Exercise requirements:
Type out the entries below again word for word, all of them, leaving out the pictures.

==== Excerpted data ====

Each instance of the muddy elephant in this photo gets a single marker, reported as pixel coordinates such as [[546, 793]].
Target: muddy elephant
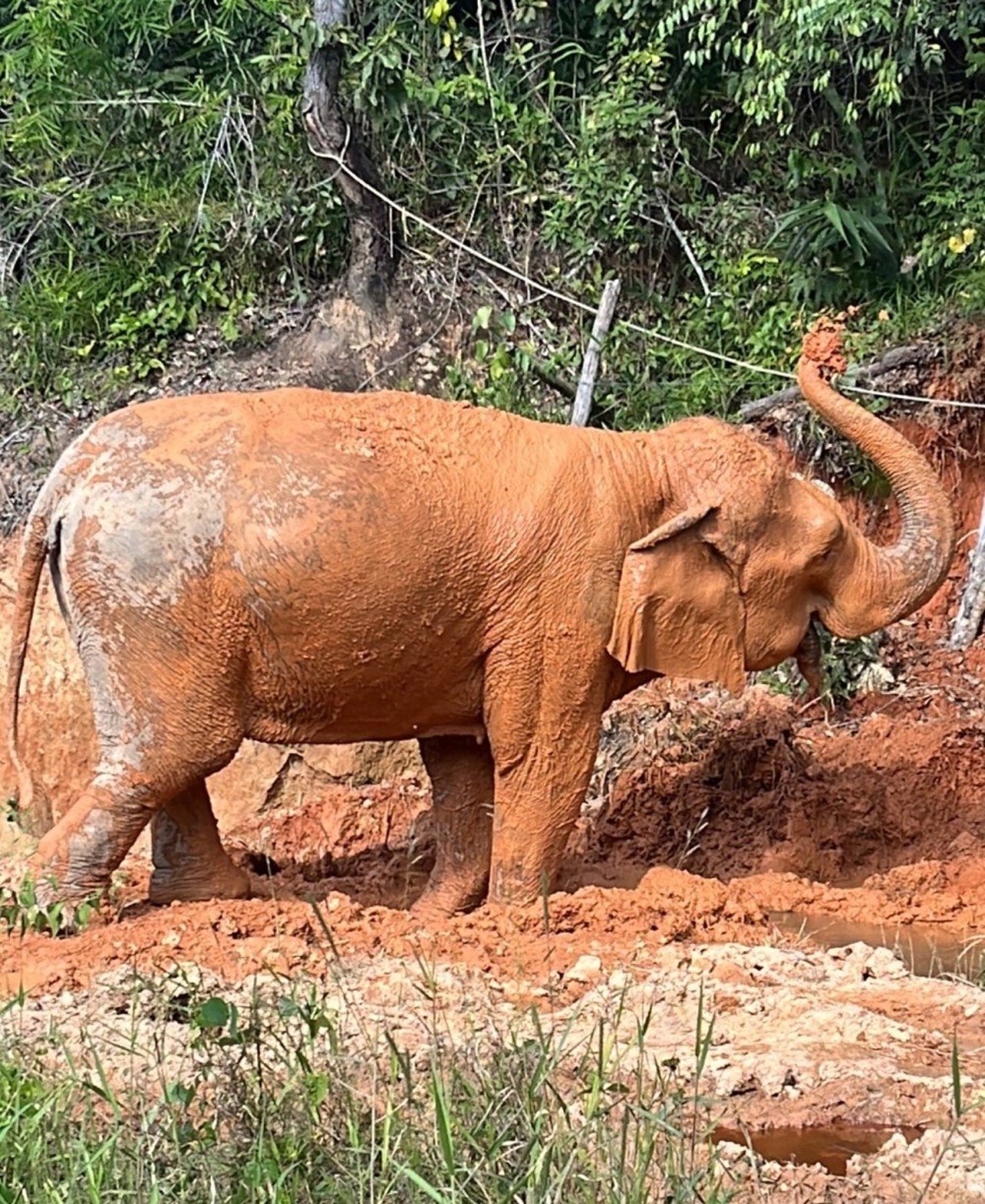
[[305, 566]]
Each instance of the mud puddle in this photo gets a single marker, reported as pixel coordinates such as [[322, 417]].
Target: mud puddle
[[927, 952], [829, 1146]]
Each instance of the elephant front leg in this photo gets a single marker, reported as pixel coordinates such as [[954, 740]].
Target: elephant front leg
[[189, 860], [462, 779], [545, 755]]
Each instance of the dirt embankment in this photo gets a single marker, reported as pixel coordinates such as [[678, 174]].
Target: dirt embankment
[[707, 816], [876, 813]]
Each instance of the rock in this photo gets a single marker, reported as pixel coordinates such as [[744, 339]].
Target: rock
[[586, 969]]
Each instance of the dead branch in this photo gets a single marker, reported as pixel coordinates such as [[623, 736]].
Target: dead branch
[[373, 249]]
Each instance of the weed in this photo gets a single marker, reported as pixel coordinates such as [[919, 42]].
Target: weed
[[21, 912], [266, 1108]]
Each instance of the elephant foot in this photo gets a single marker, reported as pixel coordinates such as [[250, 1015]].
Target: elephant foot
[[222, 882], [442, 899]]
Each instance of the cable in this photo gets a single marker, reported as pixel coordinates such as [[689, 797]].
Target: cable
[[546, 290]]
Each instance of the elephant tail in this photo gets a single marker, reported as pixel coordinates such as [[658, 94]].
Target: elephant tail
[[38, 543]]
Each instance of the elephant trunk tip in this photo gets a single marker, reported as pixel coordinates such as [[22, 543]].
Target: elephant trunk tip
[[823, 347]]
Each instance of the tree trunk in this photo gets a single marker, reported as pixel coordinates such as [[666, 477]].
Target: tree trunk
[[373, 251]]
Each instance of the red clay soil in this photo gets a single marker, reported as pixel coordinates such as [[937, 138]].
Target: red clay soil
[[876, 813]]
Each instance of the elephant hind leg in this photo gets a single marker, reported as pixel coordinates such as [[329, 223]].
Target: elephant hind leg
[[462, 779], [189, 860], [89, 842]]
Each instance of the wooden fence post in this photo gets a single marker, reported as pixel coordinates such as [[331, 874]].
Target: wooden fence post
[[972, 607], [582, 407]]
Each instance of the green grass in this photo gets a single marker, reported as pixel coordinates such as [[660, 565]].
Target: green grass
[[270, 1106]]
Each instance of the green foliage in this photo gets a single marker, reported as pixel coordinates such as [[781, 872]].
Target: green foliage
[[21, 912], [849, 667], [287, 1114], [733, 164]]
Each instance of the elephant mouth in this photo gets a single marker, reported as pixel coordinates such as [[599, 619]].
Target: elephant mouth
[[808, 658]]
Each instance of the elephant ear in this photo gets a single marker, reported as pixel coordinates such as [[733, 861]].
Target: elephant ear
[[679, 611]]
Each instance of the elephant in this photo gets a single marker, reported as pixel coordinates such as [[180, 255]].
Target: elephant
[[302, 566]]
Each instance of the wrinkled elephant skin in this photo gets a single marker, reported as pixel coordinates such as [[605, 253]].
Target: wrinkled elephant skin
[[302, 566]]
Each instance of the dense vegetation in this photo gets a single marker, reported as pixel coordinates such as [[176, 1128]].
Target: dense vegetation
[[736, 164], [196, 1099]]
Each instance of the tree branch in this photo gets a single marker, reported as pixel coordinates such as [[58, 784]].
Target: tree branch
[[373, 251]]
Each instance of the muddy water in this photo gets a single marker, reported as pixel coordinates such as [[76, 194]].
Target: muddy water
[[829, 1146], [925, 950]]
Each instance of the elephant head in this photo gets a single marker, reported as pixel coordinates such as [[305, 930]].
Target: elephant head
[[735, 579]]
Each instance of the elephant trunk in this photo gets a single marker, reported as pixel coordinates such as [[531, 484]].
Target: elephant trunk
[[885, 584]]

====

Task response:
Each instance of the muddy elephant in this photo gets a single marker, reported as pixel coordinates such as [[546, 793]].
Target: muddy elephant
[[305, 566]]
Each instance of the mud puddle in this photo gets a single marker, reported as pixel coordinates such as [[322, 417]].
Target: mud puddle
[[927, 952], [829, 1146]]
Each instance of the elephant front leg in this photo gets a single marker, reported as pixel coordinates such as [[954, 740]].
Target: elephant front leg
[[189, 860], [462, 779], [545, 755]]
Each instance of the dirt embankment in this photo gets a single marker, reported as pixel coordinates such as [[678, 174]].
Target: dirt embankment
[[707, 816], [876, 813]]
Each instance of the rock in this photo gets a single marker, reported as pixel coordinates such as [[744, 339]].
Target: rock
[[586, 969]]
Each instance of the dead branch in this photo gets a single marker, reported as pixel coordinates such as [[623, 736]].
Target: dead branch
[[373, 249]]
Each instance of the weed in this photo gets a single marker, reported as pixel coordinates such as [[919, 42]].
Target: weed
[[21, 912], [266, 1108]]
Each instance of the elephant foot in this photo gets a single marker, reported as pixel coordinates such as [[250, 1015]].
Target: elephant foot
[[222, 882], [442, 899]]
Each instance of the cable in this photo gets a single marker, reported as pixel coordinates such as [[689, 797]].
Target: cable
[[546, 290]]
Each instance of the elephant tail in this photo gets a single marker, reported as pixel coordinates such as [[658, 94]].
Target: elephant tail
[[38, 543]]
Each instance of the elephant trunk tip in this photo gets a single marker, reported as pixel coordinates such as [[22, 543]].
Target: elephant trunk tip
[[823, 347]]
Each instance of the tree trunk in this photo gets a single marker, reported as pixel coordinates such as [[666, 477]].
Target: tree trunk
[[373, 251]]
Each instance of the red clay soil in this photo gets a single marker, reported as pixel coordinates such as [[937, 138]].
Target: red clay soil
[[876, 813]]
Each instance of the elephant hind leg in this photo gets a single marker, reported as pixel coordinates such as [[329, 223]].
Target: elephant hind leg
[[462, 779], [189, 860], [89, 842]]
Each instance of the wooden fence post in this photo gets a single marker, reported as pixel coordinates such as [[331, 874]].
Target: wooden fence post
[[972, 607], [582, 407]]
Each instance of the green grass in this photo gets a single marker, reported as pixel coordinates such as [[660, 565]].
Target: green grass
[[270, 1106]]
Each instance of the green foliage in this photo gets a single marker, reported as pixel coordinates such as [[781, 872]].
Target: green foliage
[[21, 912], [849, 667], [287, 1114], [733, 164]]
Each instance of the elephant mouth in this photo gets a single marker, reported as pixel coordinates such as [[599, 619]].
Target: elephant mouth
[[808, 658]]
Each instance of the elephant ear in this photo gets a single marker, reported as pixel coordinates such as [[733, 861]].
Target: elephant ear
[[679, 611]]
Each instance of the elephant in this photo gets a single marker, reported as pixel coordinates such as [[180, 255]].
Target: elephant
[[302, 566]]
Each instance of the wrinkled elephant skin in this photo gets a single marker, reported as pixel coordinates such as [[605, 253]].
Target: wrinkled elephant skin
[[302, 566]]
Each instance of the dense vegetation in this photo gets a single marker, reported as pixel coordinates such as [[176, 1128]].
Target: dense vegetation
[[736, 164], [196, 1099]]
Each instance of the tree branch in this photo gets a single marker, reported as pixel coordinates such as [[58, 784]].
Target: tree branch
[[373, 251]]
Each instance of the muddy water in this photo gets a single marker, reported as pixel coordinates such as [[76, 194]].
Target: muddy water
[[829, 1146], [925, 950]]
Each instance of the elephant head in this photo gets a single marker, reported as pixel coordinates such as [[305, 930]].
Target: elephant head
[[735, 579]]
Each instance of the elephant trunk in this photo gets a single marker, reported as pixel coordinates such as [[531, 484]].
Target: elephant trunk
[[885, 584]]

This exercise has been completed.